-------- Provided information

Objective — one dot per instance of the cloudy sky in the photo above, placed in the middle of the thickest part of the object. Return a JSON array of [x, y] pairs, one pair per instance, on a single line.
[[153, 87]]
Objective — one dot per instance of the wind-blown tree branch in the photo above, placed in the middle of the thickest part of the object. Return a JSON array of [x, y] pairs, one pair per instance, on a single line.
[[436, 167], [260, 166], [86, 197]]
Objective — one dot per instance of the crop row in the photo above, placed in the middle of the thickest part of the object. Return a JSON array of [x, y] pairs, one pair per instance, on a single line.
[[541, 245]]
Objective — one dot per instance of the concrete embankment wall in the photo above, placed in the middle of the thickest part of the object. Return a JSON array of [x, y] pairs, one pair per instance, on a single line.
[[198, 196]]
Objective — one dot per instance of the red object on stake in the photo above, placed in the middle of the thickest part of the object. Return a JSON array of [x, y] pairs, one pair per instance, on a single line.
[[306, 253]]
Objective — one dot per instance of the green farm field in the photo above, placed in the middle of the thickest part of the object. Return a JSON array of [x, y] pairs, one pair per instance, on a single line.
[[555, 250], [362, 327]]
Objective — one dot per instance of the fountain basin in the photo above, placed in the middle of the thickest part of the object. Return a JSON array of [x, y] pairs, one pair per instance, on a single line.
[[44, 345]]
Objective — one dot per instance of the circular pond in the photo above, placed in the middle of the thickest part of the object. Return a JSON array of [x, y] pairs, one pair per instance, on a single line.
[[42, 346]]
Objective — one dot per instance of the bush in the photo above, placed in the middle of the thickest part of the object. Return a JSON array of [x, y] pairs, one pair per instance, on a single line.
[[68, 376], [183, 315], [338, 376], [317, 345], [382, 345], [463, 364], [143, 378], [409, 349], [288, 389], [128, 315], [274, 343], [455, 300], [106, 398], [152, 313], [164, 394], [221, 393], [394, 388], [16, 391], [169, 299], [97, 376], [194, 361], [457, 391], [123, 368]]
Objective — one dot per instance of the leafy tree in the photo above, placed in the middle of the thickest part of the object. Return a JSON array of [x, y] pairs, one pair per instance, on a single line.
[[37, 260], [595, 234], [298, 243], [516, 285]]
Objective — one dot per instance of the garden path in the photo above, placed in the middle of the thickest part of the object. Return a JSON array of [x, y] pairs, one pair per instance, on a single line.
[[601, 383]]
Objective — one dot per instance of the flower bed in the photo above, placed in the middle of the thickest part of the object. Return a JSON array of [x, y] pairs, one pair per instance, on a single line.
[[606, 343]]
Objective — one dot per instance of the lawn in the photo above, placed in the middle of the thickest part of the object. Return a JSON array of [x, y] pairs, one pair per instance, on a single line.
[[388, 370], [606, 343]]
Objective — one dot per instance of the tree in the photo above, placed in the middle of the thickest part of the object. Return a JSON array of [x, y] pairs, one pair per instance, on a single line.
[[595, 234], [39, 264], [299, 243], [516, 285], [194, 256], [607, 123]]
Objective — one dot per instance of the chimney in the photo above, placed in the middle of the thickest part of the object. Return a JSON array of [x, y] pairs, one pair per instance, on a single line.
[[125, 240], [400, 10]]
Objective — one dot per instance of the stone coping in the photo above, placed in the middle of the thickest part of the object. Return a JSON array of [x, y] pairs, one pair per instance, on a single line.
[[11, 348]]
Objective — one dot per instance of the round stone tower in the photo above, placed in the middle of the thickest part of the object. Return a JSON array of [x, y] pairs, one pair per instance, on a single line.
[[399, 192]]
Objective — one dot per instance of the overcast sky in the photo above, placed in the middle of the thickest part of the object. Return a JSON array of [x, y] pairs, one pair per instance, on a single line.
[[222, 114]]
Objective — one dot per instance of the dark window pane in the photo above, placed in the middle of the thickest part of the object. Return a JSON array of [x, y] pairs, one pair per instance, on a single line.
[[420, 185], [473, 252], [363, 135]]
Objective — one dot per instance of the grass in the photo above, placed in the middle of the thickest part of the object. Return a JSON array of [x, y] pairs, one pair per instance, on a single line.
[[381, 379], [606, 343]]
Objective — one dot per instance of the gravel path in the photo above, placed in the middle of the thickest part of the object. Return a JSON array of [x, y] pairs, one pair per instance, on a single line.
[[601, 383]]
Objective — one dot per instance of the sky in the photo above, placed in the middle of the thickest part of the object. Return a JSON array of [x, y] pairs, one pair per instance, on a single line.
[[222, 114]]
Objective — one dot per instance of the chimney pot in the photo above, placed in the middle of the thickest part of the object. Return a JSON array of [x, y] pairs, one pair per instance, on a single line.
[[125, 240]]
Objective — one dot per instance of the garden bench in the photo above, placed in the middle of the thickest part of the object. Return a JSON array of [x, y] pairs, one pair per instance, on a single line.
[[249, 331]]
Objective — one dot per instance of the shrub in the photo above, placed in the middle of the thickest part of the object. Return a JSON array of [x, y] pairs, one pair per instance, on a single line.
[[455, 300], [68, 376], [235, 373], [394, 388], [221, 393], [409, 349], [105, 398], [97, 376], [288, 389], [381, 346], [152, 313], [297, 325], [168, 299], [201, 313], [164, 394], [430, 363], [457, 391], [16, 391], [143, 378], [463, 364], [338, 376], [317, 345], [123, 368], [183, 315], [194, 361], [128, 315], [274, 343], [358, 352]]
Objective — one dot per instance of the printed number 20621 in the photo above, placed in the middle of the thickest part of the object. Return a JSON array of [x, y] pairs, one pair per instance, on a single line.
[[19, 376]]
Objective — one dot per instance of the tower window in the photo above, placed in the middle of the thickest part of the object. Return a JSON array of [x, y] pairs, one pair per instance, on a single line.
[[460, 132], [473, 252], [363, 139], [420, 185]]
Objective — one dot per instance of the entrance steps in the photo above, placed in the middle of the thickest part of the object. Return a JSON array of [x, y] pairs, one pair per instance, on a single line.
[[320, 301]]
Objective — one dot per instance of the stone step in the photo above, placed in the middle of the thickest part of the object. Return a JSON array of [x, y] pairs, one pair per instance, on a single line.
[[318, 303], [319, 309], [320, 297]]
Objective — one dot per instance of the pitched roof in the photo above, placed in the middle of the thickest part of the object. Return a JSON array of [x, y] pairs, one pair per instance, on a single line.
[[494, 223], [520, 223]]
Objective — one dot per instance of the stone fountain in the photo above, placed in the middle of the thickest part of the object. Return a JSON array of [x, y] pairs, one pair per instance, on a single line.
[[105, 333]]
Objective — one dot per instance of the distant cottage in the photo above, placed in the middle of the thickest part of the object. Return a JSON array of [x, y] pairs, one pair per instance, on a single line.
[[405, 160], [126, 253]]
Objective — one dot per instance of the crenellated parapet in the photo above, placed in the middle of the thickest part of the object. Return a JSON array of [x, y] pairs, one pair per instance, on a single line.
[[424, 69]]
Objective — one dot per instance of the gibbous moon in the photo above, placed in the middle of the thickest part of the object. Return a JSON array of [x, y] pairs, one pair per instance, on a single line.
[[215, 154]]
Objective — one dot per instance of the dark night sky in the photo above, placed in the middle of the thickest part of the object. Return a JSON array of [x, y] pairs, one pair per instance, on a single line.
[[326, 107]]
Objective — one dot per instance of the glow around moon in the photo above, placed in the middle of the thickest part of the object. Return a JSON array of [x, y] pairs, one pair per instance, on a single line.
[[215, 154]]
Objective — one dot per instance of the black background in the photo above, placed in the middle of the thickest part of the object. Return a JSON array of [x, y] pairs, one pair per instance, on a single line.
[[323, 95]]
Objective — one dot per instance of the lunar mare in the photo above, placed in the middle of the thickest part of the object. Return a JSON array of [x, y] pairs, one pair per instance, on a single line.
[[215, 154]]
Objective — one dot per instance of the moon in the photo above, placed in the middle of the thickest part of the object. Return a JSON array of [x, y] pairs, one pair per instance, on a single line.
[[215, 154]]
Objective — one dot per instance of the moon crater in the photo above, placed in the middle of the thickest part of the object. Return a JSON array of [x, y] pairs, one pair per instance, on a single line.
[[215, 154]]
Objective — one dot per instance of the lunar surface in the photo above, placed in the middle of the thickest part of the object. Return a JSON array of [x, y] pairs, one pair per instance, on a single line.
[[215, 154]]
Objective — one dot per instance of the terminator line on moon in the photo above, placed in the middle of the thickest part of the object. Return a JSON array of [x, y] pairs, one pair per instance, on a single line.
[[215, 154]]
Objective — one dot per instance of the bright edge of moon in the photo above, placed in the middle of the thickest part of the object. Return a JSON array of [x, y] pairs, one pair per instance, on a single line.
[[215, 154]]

----------------

#### Direction:
List the records above as a numbered list, from the line containing "Objective — one dot per instance of the circular" through the line containing "[[606, 343]]", both lines included. Leave out any blank lines.

#### Solution to this task:
1. Objective — one dot per instance of the circular pond in the photo above, placed in the middle of the thickest part of the object. Return a JSON array of [x, y] pairs, one pair per instance, on a single line.
2. [[42, 346]]
3. Objective — one dot per instance of the bush in the photo above, placed in the middle of the thickest part of the object. Return a JSON array of [x, y] pairs, one pair per instance, on a single line.
4. [[68, 376], [183, 315], [338, 376], [317, 345], [382, 345], [463, 364], [143, 378], [409, 349], [288, 389], [128, 315], [274, 343], [455, 300], [106, 398], [152, 313], [164, 394], [221, 393], [394, 388], [16, 391], [169, 299], [97, 376], [194, 361], [457, 391], [123, 368]]
5. Objective — one dot per instance of the leafy tree in the photo above, placed in the middle of the thickest part of the object. Return a JSON array of [x, y] pairs, one pair per instance, on a single line.
6. [[37, 260], [595, 234], [298, 243], [516, 285]]
7. Objective — one dot per instance of the garden path in the photo above, placed in the middle of the thickest part of the object. Return a JSON array of [x, y] pairs, one pair per instance, on a single line.
8. [[601, 383]]
9. Objective — one dot per instance of the flower bed in the photo above, placed in the middle of the thickest part of the object. Return a JSON array of [x, y] pairs, one pair per instance, on a single line.
10. [[606, 343]]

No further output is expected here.